» Extracted text:
+++

Crazy as it seems, this answer will vary between licensed veterinarians and often within the same practice. Ask your vet directly what is best for your fur children. In general, an annual examination allows your vet to get the full picture of your pet’s health, from their heart to their lungs to their teeth and bone structure. Going annually will provide your vet the opportunity to notice subtle changes from year to year and address concerns as they arise. Catching an illness or disease early can hopefully help extend your pets life and keep them with you as long as possible.
In addition to the general wellness exam, your vet may recommend yearly vaccinations to help prevent against dangerous, potentially fatal diseases and illnesses. Your veterinarian will evaluate your pet’s overall health and medical conditions to determine if they can receive the following vaccinations. In some cases, your vet may determine that your pet is not a candidate to receive a vaccine due to age or underlying medical conditions. It should be noted, that some counties and jurisdictions also require certain vaccines for required pet registrations/licenses. If you are uncertain of your local laws pertaining to owned pets, contact your local government office and inquire. If there are underlying medical conditions that prevent your animals from getting county required vaccines, ask your vet to write a letter on their practice letterhead. This will hopefully help with a medical exemption to county pet licensing rules if your pet falls into this category.
For cats, your vet will recommend if yours should get the following vaccinations:
Rabies (this is offered as a 1 or 3 year). Ask the pros & cons or do your own research to determine what you feel is the best option for your cat.

+++

» Listed entries:
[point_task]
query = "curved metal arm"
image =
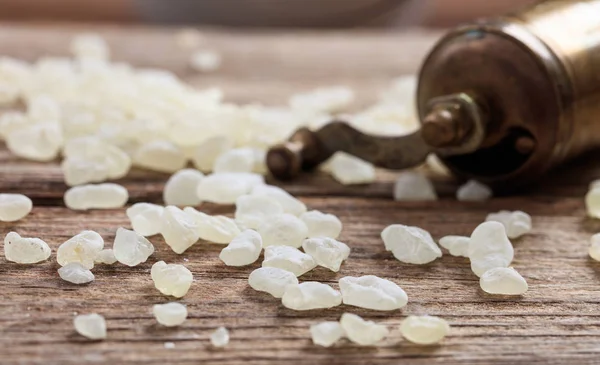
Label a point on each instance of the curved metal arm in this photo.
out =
(307, 149)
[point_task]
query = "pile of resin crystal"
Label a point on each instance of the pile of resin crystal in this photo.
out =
(103, 117)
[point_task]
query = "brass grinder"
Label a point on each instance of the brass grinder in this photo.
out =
(501, 101)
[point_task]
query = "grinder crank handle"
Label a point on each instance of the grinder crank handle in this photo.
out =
(307, 149)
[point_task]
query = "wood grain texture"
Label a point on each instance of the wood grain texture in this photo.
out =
(557, 321)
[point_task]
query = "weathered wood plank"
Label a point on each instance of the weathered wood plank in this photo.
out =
(558, 319)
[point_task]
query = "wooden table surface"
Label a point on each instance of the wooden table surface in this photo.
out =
(556, 321)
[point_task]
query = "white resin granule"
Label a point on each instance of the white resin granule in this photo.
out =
(179, 229)
(310, 295)
(43, 108)
(283, 230)
(321, 224)
(171, 279)
(214, 228)
(14, 207)
(456, 245)
(235, 160)
(25, 250)
(243, 250)
(160, 156)
(473, 191)
(106, 256)
(220, 337)
(181, 187)
(329, 99)
(76, 273)
(145, 218)
(227, 187)
(359, 331)
(271, 280)
(372, 292)
(78, 171)
(289, 204)
(413, 186)
(38, 142)
(424, 330)
(251, 211)
(326, 333)
(592, 201)
(504, 281)
(594, 249)
(205, 154)
(92, 326)
(82, 248)
(288, 258)
(327, 252)
(411, 245)
(516, 223)
(170, 314)
(11, 121)
(350, 170)
(130, 248)
(100, 196)
(489, 247)
(205, 60)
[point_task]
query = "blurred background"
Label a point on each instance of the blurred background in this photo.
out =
(391, 14)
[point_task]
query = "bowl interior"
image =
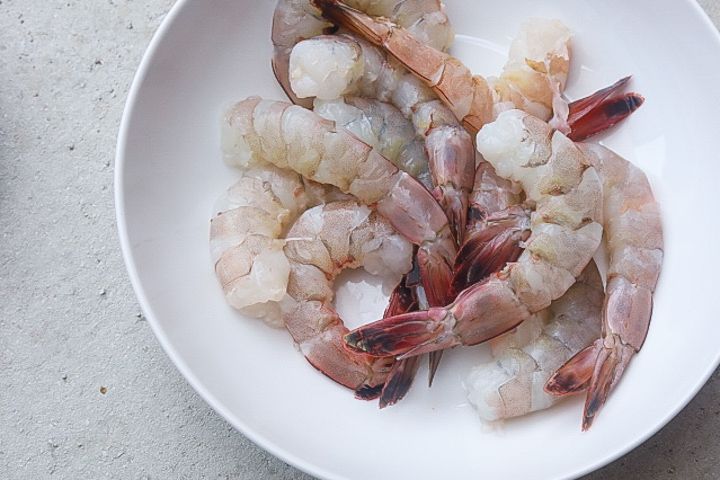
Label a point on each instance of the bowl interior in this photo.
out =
(209, 54)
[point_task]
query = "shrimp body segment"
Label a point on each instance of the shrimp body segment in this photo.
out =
(469, 97)
(292, 137)
(323, 242)
(536, 72)
(635, 249)
(297, 20)
(566, 230)
(245, 237)
(512, 383)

+++

» Task requirements:
**A.** How would you say "Ask your vet directly what is best for your fur children." in Spanish, taken from the pet checkup text?
**B.** Could you reproduce the portion of the pet checkup text starting at "Crazy as it" and ending at "long as possible."?

» Responses to the tasks:
**A.** Pregúntale directamente a tu veterinario qué es lo mejor para tus hijos peludos.

**B.**
Crazy as it seems, this answer will vary between licensed veterinarians and often within the same practice. Ask your vet directly what is best for your fur children. In general, an annual examination allows your vet to get the full picture of your pet’s health, from their heart to their lungs to their teeth and bone structure. Going annually will provide your vet the opportunity to notice subtle changes from year to year and address concerns as they arise. Catching an illness or disease early can hopefully help extend your pets life and keep them with you as long as possible.